■ **Task statement**: Retype precisely the section of the data that starts at the line containing "Check that each instance of the weather" and runs to its final line, ends included.

:: Given information

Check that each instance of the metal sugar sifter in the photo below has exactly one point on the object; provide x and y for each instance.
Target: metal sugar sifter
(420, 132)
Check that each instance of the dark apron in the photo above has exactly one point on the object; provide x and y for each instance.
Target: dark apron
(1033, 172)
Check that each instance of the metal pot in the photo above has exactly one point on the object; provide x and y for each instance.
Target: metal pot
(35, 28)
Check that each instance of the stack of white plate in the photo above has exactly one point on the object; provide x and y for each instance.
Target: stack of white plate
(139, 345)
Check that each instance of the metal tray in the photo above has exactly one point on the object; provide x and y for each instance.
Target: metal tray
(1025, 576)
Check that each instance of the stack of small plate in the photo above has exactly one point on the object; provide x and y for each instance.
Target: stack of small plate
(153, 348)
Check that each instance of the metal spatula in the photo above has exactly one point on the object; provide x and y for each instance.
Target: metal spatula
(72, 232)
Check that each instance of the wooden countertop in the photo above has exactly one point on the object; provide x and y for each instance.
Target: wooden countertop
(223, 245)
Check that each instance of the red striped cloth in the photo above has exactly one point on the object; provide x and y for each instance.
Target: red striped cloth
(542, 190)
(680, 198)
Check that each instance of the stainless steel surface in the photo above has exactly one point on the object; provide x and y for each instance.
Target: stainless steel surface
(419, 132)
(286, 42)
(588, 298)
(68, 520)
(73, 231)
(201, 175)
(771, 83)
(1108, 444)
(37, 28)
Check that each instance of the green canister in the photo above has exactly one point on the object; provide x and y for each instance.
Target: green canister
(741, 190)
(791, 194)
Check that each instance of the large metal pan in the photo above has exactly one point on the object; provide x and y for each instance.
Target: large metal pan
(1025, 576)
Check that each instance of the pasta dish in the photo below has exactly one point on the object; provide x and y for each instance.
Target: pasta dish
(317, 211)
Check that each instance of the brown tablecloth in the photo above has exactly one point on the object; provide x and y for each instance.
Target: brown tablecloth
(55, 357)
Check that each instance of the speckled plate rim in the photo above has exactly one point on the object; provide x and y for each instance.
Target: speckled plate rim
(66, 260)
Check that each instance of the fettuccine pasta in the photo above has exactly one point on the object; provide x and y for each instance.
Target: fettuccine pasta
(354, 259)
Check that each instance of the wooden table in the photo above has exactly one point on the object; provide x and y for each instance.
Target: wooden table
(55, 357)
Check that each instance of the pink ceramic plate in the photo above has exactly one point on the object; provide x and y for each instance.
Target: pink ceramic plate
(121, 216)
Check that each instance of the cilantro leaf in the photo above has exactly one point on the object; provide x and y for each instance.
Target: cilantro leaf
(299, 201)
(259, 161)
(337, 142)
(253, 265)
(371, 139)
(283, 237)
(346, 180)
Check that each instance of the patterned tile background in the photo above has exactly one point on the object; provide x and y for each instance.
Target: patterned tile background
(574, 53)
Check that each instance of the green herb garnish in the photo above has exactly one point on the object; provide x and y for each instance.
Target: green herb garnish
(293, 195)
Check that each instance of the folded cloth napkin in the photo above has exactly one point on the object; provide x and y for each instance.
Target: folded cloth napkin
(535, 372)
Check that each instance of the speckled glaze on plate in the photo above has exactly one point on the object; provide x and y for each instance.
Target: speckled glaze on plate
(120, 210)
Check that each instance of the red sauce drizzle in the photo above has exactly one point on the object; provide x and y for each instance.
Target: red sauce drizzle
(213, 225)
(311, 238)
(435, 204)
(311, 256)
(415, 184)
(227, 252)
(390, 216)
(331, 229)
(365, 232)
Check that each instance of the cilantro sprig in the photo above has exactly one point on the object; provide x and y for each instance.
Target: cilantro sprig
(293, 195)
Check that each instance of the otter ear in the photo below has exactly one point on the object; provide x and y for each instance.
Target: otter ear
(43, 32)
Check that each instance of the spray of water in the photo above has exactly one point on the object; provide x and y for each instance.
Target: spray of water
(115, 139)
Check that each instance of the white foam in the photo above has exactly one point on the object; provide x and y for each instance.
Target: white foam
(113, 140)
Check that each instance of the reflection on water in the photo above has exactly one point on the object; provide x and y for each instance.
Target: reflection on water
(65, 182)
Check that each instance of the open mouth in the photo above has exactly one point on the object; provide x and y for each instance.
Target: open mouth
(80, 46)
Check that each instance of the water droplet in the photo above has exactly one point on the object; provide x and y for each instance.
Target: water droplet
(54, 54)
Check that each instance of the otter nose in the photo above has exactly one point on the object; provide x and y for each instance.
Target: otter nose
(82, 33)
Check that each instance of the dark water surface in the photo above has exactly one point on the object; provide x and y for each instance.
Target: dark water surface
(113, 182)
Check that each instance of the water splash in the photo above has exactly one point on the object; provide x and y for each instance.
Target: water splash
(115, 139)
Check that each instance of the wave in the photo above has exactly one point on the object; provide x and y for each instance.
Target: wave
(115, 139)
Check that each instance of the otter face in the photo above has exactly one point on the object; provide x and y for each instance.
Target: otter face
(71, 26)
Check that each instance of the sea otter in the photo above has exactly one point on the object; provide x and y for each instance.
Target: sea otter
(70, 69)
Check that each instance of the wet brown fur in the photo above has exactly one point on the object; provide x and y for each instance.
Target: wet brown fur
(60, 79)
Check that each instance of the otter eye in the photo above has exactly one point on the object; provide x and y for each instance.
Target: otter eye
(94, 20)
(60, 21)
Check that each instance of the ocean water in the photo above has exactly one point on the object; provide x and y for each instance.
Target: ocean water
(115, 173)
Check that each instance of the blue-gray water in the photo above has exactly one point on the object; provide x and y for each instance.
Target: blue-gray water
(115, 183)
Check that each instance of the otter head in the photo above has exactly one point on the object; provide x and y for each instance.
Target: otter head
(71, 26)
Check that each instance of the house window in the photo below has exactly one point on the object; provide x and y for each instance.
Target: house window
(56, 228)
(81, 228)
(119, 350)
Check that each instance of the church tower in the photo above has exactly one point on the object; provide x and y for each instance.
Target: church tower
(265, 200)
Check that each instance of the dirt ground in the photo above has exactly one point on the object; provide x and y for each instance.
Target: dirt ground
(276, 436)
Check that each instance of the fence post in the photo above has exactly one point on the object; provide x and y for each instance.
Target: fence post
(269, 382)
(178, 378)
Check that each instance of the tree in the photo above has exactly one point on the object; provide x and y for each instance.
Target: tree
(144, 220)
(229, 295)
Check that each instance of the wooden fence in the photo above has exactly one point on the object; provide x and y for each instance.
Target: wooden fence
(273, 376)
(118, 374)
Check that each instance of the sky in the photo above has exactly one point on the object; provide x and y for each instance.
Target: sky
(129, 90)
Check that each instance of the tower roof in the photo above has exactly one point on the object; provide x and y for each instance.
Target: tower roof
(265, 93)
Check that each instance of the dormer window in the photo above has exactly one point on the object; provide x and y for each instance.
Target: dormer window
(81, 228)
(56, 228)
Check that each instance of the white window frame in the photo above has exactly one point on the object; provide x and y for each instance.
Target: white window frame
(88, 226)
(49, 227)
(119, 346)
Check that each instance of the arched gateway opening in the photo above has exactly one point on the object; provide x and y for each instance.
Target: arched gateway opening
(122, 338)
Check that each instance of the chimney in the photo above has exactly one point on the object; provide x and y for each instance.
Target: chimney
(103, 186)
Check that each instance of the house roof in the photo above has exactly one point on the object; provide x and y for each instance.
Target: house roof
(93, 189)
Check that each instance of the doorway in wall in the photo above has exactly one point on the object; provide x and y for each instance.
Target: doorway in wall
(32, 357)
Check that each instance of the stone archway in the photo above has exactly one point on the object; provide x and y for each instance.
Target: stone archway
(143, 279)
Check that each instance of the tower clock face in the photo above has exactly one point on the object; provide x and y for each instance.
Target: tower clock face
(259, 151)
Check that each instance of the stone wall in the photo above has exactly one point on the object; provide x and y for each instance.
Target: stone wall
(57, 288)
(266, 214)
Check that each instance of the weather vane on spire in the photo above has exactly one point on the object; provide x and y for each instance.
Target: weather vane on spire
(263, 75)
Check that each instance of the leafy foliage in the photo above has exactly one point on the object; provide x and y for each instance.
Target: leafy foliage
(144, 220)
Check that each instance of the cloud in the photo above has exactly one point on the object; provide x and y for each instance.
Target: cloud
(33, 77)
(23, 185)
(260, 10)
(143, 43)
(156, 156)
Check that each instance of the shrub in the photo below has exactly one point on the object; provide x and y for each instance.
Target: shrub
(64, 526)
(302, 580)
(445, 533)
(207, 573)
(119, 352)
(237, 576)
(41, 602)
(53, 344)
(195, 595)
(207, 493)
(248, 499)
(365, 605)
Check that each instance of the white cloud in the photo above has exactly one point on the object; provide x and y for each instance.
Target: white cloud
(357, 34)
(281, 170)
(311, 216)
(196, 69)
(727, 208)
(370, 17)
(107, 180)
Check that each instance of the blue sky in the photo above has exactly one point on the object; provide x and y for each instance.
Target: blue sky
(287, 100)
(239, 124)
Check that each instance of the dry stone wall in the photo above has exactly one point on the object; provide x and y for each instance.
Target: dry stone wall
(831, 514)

::::

■ **Written response**:
Check that each instance of the weather vane on spire in the photo above has exactly one point on the object; provide x and y for each instance.
Target: weather vane on spire
(263, 75)
Check that each instance of the leafy foliage in the photo above has exactly one point on the object; provide x and y for each instance.
Target: leafy foliage
(144, 220)
Check that each instance of the cloud in the photo above has exactly one point on the object; provide x and y for each instance.
Target: cloud
(33, 77)
(23, 185)
(260, 10)
(143, 43)
(156, 156)
Check that each instance of the shrub in the photo below has exactly one point on the object; provide x and y for each instance.
Target: shrub
(64, 526)
(302, 580)
(445, 533)
(207, 573)
(119, 352)
(237, 576)
(41, 602)
(53, 344)
(195, 595)
(207, 493)
(248, 499)
(365, 605)
Check that each instance of the white cloud in the photo above has exactly one point on the object; provide x and y for each instance.
Target: white cloud
(357, 34)
(281, 170)
(311, 216)
(196, 69)
(727, 208)
(370, 17)
(107, 180)
Check that each instance of the blue sky in the photo above has exactly one point on the object; provide x and y for each instance.
Target: blue sky
(287, 100)
(239, 124)
Check that each instance of the dry stone wall in the photo above has exactly one point on the object; provide x and y for each instance.
Target: dry stone wall
(831, 514)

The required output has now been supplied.